Rows of box annotation data
= = = =
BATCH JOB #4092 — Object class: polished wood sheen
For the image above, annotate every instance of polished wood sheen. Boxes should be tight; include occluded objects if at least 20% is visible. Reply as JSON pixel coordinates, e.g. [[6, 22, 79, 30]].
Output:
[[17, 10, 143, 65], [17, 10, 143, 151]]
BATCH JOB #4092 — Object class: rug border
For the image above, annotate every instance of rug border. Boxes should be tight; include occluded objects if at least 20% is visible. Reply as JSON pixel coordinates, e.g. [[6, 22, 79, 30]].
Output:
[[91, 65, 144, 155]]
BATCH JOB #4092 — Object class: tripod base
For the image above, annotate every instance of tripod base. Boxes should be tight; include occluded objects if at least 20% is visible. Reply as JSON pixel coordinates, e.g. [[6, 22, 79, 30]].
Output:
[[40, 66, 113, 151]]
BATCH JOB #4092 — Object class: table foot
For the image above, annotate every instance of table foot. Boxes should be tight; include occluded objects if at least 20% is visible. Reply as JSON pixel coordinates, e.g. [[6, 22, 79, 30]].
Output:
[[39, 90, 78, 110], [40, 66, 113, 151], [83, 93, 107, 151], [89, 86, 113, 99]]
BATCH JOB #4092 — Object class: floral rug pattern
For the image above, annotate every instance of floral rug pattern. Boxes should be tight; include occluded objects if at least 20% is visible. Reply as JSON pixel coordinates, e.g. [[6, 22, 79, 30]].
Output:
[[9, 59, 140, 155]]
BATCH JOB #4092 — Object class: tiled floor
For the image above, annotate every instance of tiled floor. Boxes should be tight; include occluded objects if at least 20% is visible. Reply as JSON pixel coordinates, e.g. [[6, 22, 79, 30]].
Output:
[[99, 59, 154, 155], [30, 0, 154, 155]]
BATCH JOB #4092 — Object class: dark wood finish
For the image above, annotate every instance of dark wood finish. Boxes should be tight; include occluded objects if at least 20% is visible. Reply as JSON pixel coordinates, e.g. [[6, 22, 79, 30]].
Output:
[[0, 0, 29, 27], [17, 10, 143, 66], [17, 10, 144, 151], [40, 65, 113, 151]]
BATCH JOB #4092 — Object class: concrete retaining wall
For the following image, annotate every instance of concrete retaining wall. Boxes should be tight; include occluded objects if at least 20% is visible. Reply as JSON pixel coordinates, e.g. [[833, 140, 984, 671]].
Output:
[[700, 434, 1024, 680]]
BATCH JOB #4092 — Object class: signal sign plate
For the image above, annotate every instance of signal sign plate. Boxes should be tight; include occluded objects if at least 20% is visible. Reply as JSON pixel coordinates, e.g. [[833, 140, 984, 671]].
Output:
= = = =
The exercise:
Format the lines above as a JSON list of strings, with one string per line and blank lines omitted.

Written answer:
[
  "BATCH JOB #4092 — Object class: polished wood sheen",
  "For the image above, annotate every instance of polished wood sheen. Boxes should be tight; include occluded objects if at least 20% is visible. Reply as JSON pixel coordinates, e.g. [[6, 22, 79, 30]].",
  "Output:",
  "[[17, 10, 143, 65], [17, 10, 143, 151]]",
  "BATCH JOB #4092 — Object class: rug border",
  "For the image above, annotate every instance of rug border. Boxes should be tight; include occluded objects if at least 20% is visible. Reply as JSON pixel coordinates, e.g. [[6, 22, 79, 30]].",
  "Output:",
  "[[91, 65, 144, 155]]",
  "BATCH JOB #4092 — Object class: tripod base",
  "For the image above, annotate every instance of tripod base. Boxes should be tight; include occluded objects if at least 20% is visible. Reply as JSON pixel coordinates, e.g. [[6, 22, 79, 30]].",
  "Output:",
  "[[40, 66, 113, 151]]",
  "BATCH JOB #4092 — Object class: table foot",
  "For the image above, annotate every instance of table foot. Boxes should be tight; include occluded objects if at least 20% is visible. Reply as JSON pixel coordinates, e.g. [[6, 22, 79, 30]].",
  "Output:",
  "[[39, 90, 78, 110], [40, 66, 113, 151], [83, 93, 107, 151], [89, 86, 113, 99]]",
  "BATCH JOB #4092 — Object class: floral rug pattern",
  "For the image above, annotate every instance of floral rug pattern. Boxes should be tight; include occluded objects if at least 20% is visible. Reply as JSON pixel coordinates, e.g. [[6, 22, 79, 30]].",
  "Output:",
  "[[9, 59, 140, 155]]",
  "BATCH JOB #4092 — Object class: tiled floor",
  "For the image above, annotate every instance of tiled floor. Boxes should be tight; include occluded objects if at least 20% is visible. Reply as JSON pixel coordinates, e.g. [[6, 22, 79, 30]].",
  "Output:",
  "[[99, 59, 154, 155], [30, 0, 154, 155]]",
  "BATCH JOB #4092 — Object class: dark wood finish",
  "For the image above, annotate every instance of dark wood finish. Boxes should be tight; include occluded objects if at least 20% is visible. Reply as JSON pixel coordinates, e.g. [[6, 22, 79, 30]].",
  "Output:",
  "[[0, 0, 29, 27], [17, 10, 143, 66], [17, 10, 144, 151], [40, 65, 113, 151]]",
  "BATCH JOB #4092 — Object class: concrete retaining wall",
  "For the following image, annotate every instance of concrete retaining wall. Boxes should be tight; include occluded objects if at least 20% is visible. Reply as JSON pixel coordinates, e.g. [[833, 140, 984, 671]].",
  "Output:",
  "[[700, 434, 1024, 680]]",
  "BATCH JOB #4092 — Object class: signal sign plate",
  "For the image above, annotate every instance of signal sign plate. Boxes should be tight; include occluded objects if at least 20% is visible. Reply as JSON pixel coordinates, e.g. [[833, 140, 984, 671]].",
  "Output:"
]